Given records START
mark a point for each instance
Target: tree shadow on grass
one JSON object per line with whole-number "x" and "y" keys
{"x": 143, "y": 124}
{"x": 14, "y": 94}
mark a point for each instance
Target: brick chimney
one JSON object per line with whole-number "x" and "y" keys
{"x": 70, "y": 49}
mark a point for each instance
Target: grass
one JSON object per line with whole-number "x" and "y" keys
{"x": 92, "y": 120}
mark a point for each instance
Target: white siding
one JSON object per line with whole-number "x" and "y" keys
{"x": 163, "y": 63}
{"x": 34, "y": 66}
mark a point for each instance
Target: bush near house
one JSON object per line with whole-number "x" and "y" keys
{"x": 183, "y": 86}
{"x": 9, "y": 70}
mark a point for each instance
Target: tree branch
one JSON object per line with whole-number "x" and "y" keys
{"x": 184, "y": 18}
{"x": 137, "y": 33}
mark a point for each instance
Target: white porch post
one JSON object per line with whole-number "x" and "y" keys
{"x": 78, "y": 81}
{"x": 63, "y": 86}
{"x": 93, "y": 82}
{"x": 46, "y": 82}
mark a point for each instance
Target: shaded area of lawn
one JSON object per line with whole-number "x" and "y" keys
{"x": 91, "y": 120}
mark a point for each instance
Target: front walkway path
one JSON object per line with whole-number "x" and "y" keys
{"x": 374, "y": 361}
Given records END
**What the task requires**
Restate the material word for word.

**Task answer**
mark a point for each instance
Target: tree shadow on grass
one JSON object per line with whole-number "x" and "y" keys
{"x": 143, "y": 124}
{"x": 14, "y": 94}
mark a point for each instance
Target: brick chimney
one JSON object per line with whole-number "x" and "y" keys
{"x": 70, "y": 49}
mark a point for each instance
Target: grass
one JSON object per line with whole-number "x" and "y" keys
{"x": 92, "y": 120}
mark a point for each instance
Target: white siding
one JSON object per line with whole-number "x" and "y" keys
{"x": 163, "y": 63}
{"x": 34, "y": 66}
mark a point for each instance
Target: bush near house
one JSON object per line with whole-number "x" and "y" keys
{"x": 183, "y": 86}
{"x": 9, "y": 70}
mark a point for each instance
Target: tree branch
one JSON object per line with whole-number "x" and "y" keys
{"x": 184, "y": 18}
{"x": 137, "y": 33}
mark a point for each instance
Target: white porch post
one JSON object per line with whole-number "x" and "y" keys
{"x": 78, "y": 81}
{"x": 63, "y": 86}
{"x": 93, "y": 82}
{"x": 46, "y": 82}
mark a point for each instance
Target: shaded area of lawn
one JSON object per line with whole-number "x" and "y" keys
{"x": 91, "y": 120}
mark a point for each instance
Target: front walkway path
one JSON object per line with whole-number "x" and "y" keys
{"x": 374, "y": 361}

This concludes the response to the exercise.